Begin DATA SUPPLIED
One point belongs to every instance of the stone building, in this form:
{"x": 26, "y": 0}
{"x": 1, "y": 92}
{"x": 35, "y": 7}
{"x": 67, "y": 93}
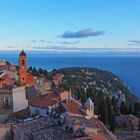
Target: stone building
{"x": 12, "y": 100}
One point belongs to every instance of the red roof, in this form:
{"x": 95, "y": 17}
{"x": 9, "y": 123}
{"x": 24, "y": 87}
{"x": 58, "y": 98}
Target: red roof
{"x": 44, "y": 101}
{"x": 22, "y": 53}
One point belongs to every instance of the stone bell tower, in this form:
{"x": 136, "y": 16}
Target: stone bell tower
{"x": 22, "y": 68}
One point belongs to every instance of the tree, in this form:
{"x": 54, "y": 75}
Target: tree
{"x": 115, "y": 105}
{"x": 111, "y": 115}
{"x": 130, "y": 111}
{"x": 112, "y": 120}
{"x": 139, "y": 124}
{"x": 123, "y": 108}
{"x": 136, "y": 108}
{"x": 102, "y": 109}
{"x": 83, "y": 98}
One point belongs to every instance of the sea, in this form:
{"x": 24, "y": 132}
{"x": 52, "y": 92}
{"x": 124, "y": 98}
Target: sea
{"x": 127, "y": 68}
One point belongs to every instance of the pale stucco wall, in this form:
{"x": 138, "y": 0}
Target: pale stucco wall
{"x": 38, "y": 110}
{"x": 19, "y": 99}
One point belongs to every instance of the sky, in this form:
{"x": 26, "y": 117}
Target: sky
{"x": 70, "y": 25}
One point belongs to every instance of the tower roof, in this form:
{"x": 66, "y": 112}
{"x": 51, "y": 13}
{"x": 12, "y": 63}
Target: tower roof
{"x": 89, "y": 102}
{"x": 22, "y": 53}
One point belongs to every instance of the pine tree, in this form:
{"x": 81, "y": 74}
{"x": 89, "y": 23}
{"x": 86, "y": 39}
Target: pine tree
{"x": 112, "y": 120}
{"x": 102, "y": 109}
{"x": 83, "y": 99}
{"x": 130, "y": 111}
{"x": 115, "y": 106}
{"x": 124, "y": 109}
End DATA SUPPLIED
#### CHALLENGE:
Restate the whole listing above exactly, except for its images.

#### FULL RESPONSE:
One point belongs to every instance of the stone building, in this form:
{"x": 26, "y": 0}
{"x": 1, "y": 92}
{"x": 35, "y": 7}
{"x": 67, "y": 93}
Target: stone building
{"x": 12, "y": 100}
One point belongs to every instance of the red roof, in this form:
{"x": 95, "y": 17}
{"x": 9, "y": 123}
{"x": 24, "y": 87}
{"x": 58, "y": 98}
Target: red roof
{"x": 44, "y": 101}
{"x": 22, "y": 53}
One point belongs to every instance of the stone bell tower, in this form:
{"x": 136, "y": 16}
Target: stone bell tower
{"x": 22, "y": 68}
One point belongs to every instance of the tree, in this form:
{"x": 54, "y": 75}
Target: tree
{"x": 115, "y": 105}
{"x": 111, "y": 115}
{"x": 130, "y": 111}
{"x": 112, "y": 120}
{"x": 139, "y": 124}
{"x": 123, "y": 108}
{"x": 136, "y": 108}
{"x": 102, "y": 109}
{"x": 83, "y": 98}
One point belongs to every instance of the sea, in this form:
{"x": 24, "y": 132}
{"x": 52, "y": 92}
{"x": 124, "y": 98}
Target: sea
{"x": 127, "y": 68}
One point belongs to every instance of the pale stucco wall, in this form:
{"x": 138, "y": 0}
Target: pale stucco wall
{"x": 38, "y": 110}
{"x": 19, "y": 99}
One point belongs to every instance of the sky, in this form:
{"x": 26, "y": 117}
Target: sky
{"x": 70, "y": 25}
One point belongs to every instance of the tower roof, in this form:
{"x": 66, "y": 112}
{"x": 51, "y": 13}
{"x": 12, "y": 63}
Target: tower roof
{"x": 89, "y": 102}
{"x": 22, "y": 53}
One point belongs to every instance of the pine tree, in this form:
{"x": 81, "y": 74}
{"x": 89, "y": 23}
{"x": 86, "y": 39}
Target: pine tree
{"x": 112, "y": 120}
{"x": 102, "y": 109}
{"x": 83, "y": 99}
{"x": 130, "y": 111}
{"x": 115, "y": 106}
{"x": 124, "y": 109}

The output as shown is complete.